**REQUIREMENTS**
Substitute "target point" for every occurrence of "keypoint" in the listing below and reproduce all of its lines with nothing else changed.
* Start *
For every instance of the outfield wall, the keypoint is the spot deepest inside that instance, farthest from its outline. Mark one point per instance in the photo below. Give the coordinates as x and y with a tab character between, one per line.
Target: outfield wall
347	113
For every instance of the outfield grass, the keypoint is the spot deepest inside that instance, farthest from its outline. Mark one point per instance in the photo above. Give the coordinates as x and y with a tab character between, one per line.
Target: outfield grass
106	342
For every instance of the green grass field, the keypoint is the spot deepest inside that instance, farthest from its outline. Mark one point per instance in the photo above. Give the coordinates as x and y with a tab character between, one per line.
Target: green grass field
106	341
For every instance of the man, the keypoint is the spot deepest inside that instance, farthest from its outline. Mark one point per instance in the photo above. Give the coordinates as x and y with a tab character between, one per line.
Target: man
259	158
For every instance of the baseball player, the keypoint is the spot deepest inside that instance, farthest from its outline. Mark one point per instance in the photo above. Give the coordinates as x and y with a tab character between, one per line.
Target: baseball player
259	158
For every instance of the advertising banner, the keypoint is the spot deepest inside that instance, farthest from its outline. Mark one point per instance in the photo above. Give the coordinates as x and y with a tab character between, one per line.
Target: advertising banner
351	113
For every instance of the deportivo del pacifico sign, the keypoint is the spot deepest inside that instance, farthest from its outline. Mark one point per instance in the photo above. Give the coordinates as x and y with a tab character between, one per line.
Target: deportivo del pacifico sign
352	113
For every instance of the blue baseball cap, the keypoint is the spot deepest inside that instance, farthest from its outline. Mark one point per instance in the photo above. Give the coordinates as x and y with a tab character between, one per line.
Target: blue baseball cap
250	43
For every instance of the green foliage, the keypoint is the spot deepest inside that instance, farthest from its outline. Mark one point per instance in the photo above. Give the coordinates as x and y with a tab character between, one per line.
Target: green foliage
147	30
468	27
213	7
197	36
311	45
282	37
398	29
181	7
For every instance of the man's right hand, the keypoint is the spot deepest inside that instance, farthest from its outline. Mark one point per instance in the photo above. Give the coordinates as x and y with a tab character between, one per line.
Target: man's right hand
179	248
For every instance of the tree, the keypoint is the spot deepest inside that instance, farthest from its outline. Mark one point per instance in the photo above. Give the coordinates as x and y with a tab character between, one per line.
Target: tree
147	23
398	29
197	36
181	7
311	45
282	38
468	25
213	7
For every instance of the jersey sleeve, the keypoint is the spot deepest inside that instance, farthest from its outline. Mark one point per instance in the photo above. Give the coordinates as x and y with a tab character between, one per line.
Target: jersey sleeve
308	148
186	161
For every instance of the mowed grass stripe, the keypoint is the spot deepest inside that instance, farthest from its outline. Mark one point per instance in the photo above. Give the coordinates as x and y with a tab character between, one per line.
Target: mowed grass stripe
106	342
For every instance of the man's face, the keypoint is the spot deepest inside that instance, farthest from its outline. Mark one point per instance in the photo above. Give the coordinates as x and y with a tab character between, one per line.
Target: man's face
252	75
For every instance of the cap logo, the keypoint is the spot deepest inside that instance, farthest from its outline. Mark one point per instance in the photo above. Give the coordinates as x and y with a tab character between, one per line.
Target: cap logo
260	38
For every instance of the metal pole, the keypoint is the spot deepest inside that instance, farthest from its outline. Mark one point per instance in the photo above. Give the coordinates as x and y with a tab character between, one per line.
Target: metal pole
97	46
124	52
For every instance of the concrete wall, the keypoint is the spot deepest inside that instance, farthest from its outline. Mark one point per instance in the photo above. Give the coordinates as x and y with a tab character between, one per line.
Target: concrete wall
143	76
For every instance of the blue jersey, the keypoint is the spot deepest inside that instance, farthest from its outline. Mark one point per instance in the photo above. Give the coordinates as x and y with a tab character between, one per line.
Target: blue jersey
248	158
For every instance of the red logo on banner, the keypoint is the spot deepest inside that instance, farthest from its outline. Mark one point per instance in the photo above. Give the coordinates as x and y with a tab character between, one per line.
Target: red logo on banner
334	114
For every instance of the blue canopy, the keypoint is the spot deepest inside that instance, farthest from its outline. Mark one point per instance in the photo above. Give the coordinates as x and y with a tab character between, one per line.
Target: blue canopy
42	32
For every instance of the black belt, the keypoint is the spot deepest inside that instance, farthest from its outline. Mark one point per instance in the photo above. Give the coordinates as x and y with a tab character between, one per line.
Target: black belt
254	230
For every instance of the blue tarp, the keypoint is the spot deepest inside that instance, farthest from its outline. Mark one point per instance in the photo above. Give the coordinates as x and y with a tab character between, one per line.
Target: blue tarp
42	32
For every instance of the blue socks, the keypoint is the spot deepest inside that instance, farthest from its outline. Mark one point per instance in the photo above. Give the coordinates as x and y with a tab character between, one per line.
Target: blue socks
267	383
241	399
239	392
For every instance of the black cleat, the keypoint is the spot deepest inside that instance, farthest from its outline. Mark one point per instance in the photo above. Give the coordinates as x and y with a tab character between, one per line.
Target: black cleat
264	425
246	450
* End *
**EXERCISE RESULT**
For every instance of the outfield wall, the target point is the spot deepest inside that instance, farthest from its outline. Mark one point per instance in the photo below. Give the coordinates as x and y with a tab character between, one per line.
Target: outfield wall
347	113
For every instance of the outfield grass, the target point is the spot deepest inside that instance, farthest from its outline. Mark one point per instance in the photo above. Give the coordinates as x and y with a tab character between, one per line.
Target: outfield grass
106	342
For every instance of the green grass field, the target point is the spot deepest inside that instance, farthest from its outline. Mark one point per instance in the photo above. Give the coordinates as x and y with a tab character between, one per line.
Target: green grass field
106	341
For every instance of the man, the target point is the spot deepest inside that instance, farthest from its outline. Mark one point per instance in the photo above. Give the coordinates as x and y with a tab character between, one per line.
Target: man
259	158
For every instance of the baseball player, the target point is the spot deepest inside that instance, farthest from its outline. Mark one point per instance in the photo above. Give the coordinates as x and y with a tab character between, one per line.
Target: baseball player
259	158
For every instance of the advertising banner, the target point is the spot deepest inside that instance, farthest from its outline. Mark one point per instance in the photo above. Give the coordinates as x and y with a tab character between, one per line.
Target: advertising banner
351	113
For every instance of the deportivo del pacifico sign, the target point is the spot deepest inside that instance, farthest from its outline. Mark one point per instance in the photo above. Give the coordinates as x and y with a tab character between, one per line.
Target: deportivo del pacifico sign
352	113
For every instance of the blue baseball cap, the target point is the spot deepest inside that instance, farthest from its outline. Mark one point per instance in the photo above. Give the coordinates as x and y with a tab character between, one per line.
Target: blue baseball cap
250	43
For every instance of the green foliage, the target point is the spot deepest inside that instance, farthest from its outline. Mark one point per instance in the photo above. Give the coordinates as x and y with a tab character between, one per line.
Target: green foliage
147	30
468	27
213	7
197	36
311	45
282	37
398	29
181	7
For every instance of the man's right hand, the target point is the spot deepest inside that instance, farthest from its outline. Mark one point per instance in the photo above. Give the coordinates as x and y with a tab character between, one per line.
Target: man's right hand
179	248
For every instance of the tree, the target point is the spot deepest inside that instance, farthest from its outline. Mark one point per instance in the photo above. Give the coordinates as x and y with a tab character between, one per line.
Target: tree
147	23
398	29
197	36
181	7
311	45
282	38
468	25
213	7
For every instance of the jersey sleeve, the target point is the spot deepest inside that instance, farthest from its outline. Mark one point per instance in the photo above. Give the coordinates as x and y with a tab character between, one per line.
Target: jersey sleeve
308	148
186	161
For every instance of the mowed grass stripe, the target point is the spot deepest inside that instance, farthest from its outline. Mark one point per instance in the photo above. Give the coordinates as x and y with a tab character between, one per line.
Target: mowed grass stripe
106	342
For every instance of the man's face, the target point is the spot deepest inside that instance, farthest from its outline. Mark one point per instance in the photo above. Give the coordinates as x and y with a tab character between, one per line.
Target: man's face
252	75
For every instance of the cap logo, the target point is the spot deepest inside that instance, farthest from its outline. Mark one point per instance in the photo above. Give the coordinates as x and y with a tab character between, one per line.
Target: cap logo
260	38
For every instance of the metal pole, the target point is the spot deepest inside that instance, farthest from its outline. Mark one point per instance in the photo above. Give the coordinates as x and y with a tab character between, one per line.
Target: metal pole
97	46
124	52
For every instance of the concrete wall, the target point is the spot deepest inside that instance, farthest from its outline. Mark one point per instance in the photo above. Give the coordinates as x and y with a tab character between, one per line.
Target: concrete wall
143	76
For every instance of the blue jersey, the target point is the spot deepest inside that instance, farthest from its outline. Mark one point per instance in the photo above. Give the coordinates as x and y with a tab character between, one per line.
Target: blue jersey
248	158
For every instance of the red logo on banner, the target point is the spot deepest inside that instance, farthest from its outline. Mark one point per instance in the photo above. Give the coordinates as x and y with a tab character between, one per line.
Target: red logo on banner
334	114
For every instance of the blue canopy, the target point is the spot deepest inside that instance, farthest from its outline. Mark one point per instance in the photo above. Give the coordinates as x and y with a tab character between, one per line.
Target: blue canopy
42	32
For every instance of the black belt, the target point is the spot deepest inside that instance, farthest from its outline. Mark one point per instance in the photo above. Give the coordinates as x and y with a tab character between, one per line.
Target: black belt
254	230
For every instance of the blue tarp, the target point is the spot deepest inside that instance, farthest from its outline. Mark one point per instance in the photo above. Give the coordinates as x and y with a tab character between, one per line.
Target: blue tarp
42	32
For every instance of the blue socks, the target point is the spot deepest inside that instance, farthest from its outline. Mark one point per instance in the photo above. Give the coordinates as x and y with a tab character between, one per line.
Target: blue socks
267	383
241	399
239	392
For every instance of the black cleat, the target point is the spot deepest inside that instance, farthest from its outline. Mark one point per instance in the photo above. Give the coordinates as x and y with a tab character between, one per line.
Target: black cleat
264	425
246	450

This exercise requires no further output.